━━━━━ SEZIONE DEL TESTO

Nel Mezzogiorno la Calabria è la seconda dopo l’Abruzzo ma con un importo “concordato” con il governo centrale di assoluto rilievo, 2,2 miliardi dell’Fsc nei quali, oltre agli interventi in materia di infrastrutture, gestione idrica, beni culturali, ambiente e dissesto idrogeologico, sono compresi anche i 300 milioni da destinare alla realizzazione del Ponte sullo Stretto (soldi, questi ultimi, riutilizzabili per altre finalità nel caso in cui il progetto di collegamento stabile tra Calabria e Sicilia dovesse saltare).

Gli Accordi, peraltro, diventeranno ben presto undici perché la trattativa preliminare tra Palazzo Chigi e la Basilicata è ormai conclusa e la firma tra la premier e il governatore Vito Bardi dovrebbe arrivare nei prossimi giorni, così come l’intesa con il Molise. Non c’è ancora la firma per la Sicilia, sebbene l’intesa politica con il governatore Renato Schifani sia stata raggiunta giacché quattro giorni fa la premier lo ha annunciato, mentre per la Sardegna i tempi slitteranno inevitabilmente a dopo il voto regionale previsto per il 25 febbraio prossimo. In ogni caso al momento è proprio al Sud, a partire da Campania e Puglia, che si registrano le incertezze maggiori, aggravate dal fatto che la quota maggiore di risorse del Fondo sviluppo e coesione è destinata, come detto, proprio a quest’area. Finora infatti i “patti”, introdotti dalla Legge Fitto (come ormai viene chiamato il Decreto Sud promosso e difeso a spada tratta dal ministro del Pnrr, del Sud, delle Politiche di Coesione e degli Affari europei) sono stati sottoscritti soprattutto dalle Regioni del Nord e del Centro, quasi tutte a maggioranza di centrodestra. E cioè Liguria, Piemonte, Valle d’Aosta, Veneto, Lombardia, Emilia-Romagna, Lazio, Marche e Abruzzo.

━━━━━━━━━━
━━━━━ VOCI FORNITE

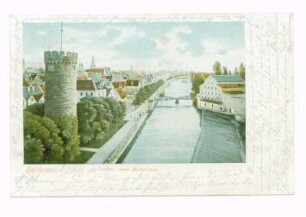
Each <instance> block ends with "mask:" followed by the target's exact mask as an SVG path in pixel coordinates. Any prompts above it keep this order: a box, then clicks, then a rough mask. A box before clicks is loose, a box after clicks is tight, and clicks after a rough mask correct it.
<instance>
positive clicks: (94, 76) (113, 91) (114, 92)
mask: <svg viewBox="0 0 306 217" xmlns="http://www.w3.org/2000/svg"><path fill="white" fill-rule="evenodd" d="M152 82H155V76H154V75H152V74H145V73H141V74H137V73H135V72H133V71H119V72H111V71H110V69H109V68H107V67H104V68H90V69H89V70H84V71H83V72H82V73H78V76H77V80H76V89H77V91H76V96H75V97H76V99H77V102H79V101H80V100H81V99H82V98H84V97H112V98H114V99H116V100H118V101H127V102H131V101H133V99H134V96H135V94H136V93H137V91H138V90H139V89H140V88H141V87H143V86H144V85H146V84H149V83H152ZM44 95H45V74H44V73H43V72H41V70H39V71H37V72H32V73H26V74H24V79H23V107H24V108H26V107H27V106H30V105H33V104H35V103H44Z"/></svg>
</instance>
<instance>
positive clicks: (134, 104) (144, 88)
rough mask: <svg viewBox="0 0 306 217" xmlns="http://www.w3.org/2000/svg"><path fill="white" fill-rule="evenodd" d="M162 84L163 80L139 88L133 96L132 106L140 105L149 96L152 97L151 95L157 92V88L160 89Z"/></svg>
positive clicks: (163, 81)
mask: <svg viewBox="0 0 306 217" xmlns="http://www.w3.org/2000/svg"><path fill="white" fill-rule="evenodd" d="M163 84H164V81H163V80H158V81H157V82H155V83H152V84H149V85H146V86H144V87H141V88H140V89H139V91H138V92H137V94H136V96H135V100H134V102H133V104H134V105H140V104H142V103H143V102H144V101H146V100H147V99H149V98H150V96H152V95H153V93H155V92H156V91H157V90H158V88H160V87H161V86H162V85H163Z"/></svg>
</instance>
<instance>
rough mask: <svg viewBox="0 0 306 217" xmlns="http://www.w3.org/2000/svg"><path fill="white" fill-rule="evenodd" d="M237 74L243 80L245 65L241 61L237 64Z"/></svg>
mask: <svg viewBox="0 0 306 217" xmlns="http://www.w3.org/2000/svg"><path fill="white" fill-rule="evenodd" d="M239 76H240V77H241V78H242V79H243V80H245V66H244V65H243V63H241V64H240V66H239Z"/></svg>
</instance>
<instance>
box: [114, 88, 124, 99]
mask: <svg viewBox="0 0 306 217" xmlns="http://www.w3.org/2000/svg"><path fill="white" fill-rule="evenodd" d="M116 91H117V92H118V94H119V96H120V97H121V99H124V98H125V97H126V92H125V91H124V89H122V88H118V89H116Z"/></svg>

━━━━━━━━━━

**COSA SI RICHIEDE**
Queste affermazioni concordano con il testo sugli Accordi per la coesione? Per ciascuna rispondi sì o no, citando alla lettera le parole decisive. 1. Per la Calabria l'importo concordato con il governo centrale è di 2,2 miliardi dell'Fsc. 2. La firma dell'Accordo per la Sicilia è già avvenuta. 3. In Sardegna il voto regionale è previsto per il 25 febbraio. Per rispondere basta il solo testo, senza alcun materiale.

**SOLUZIONE DELL'ESERCIZIO**
1. Sì: «2,2 miliardi dell’Fsc»
2. No: «Non c’è ancora la firma per la Sicilia»
3. Sì: «il voto regionale previsto per il 25 febbraio prossimo»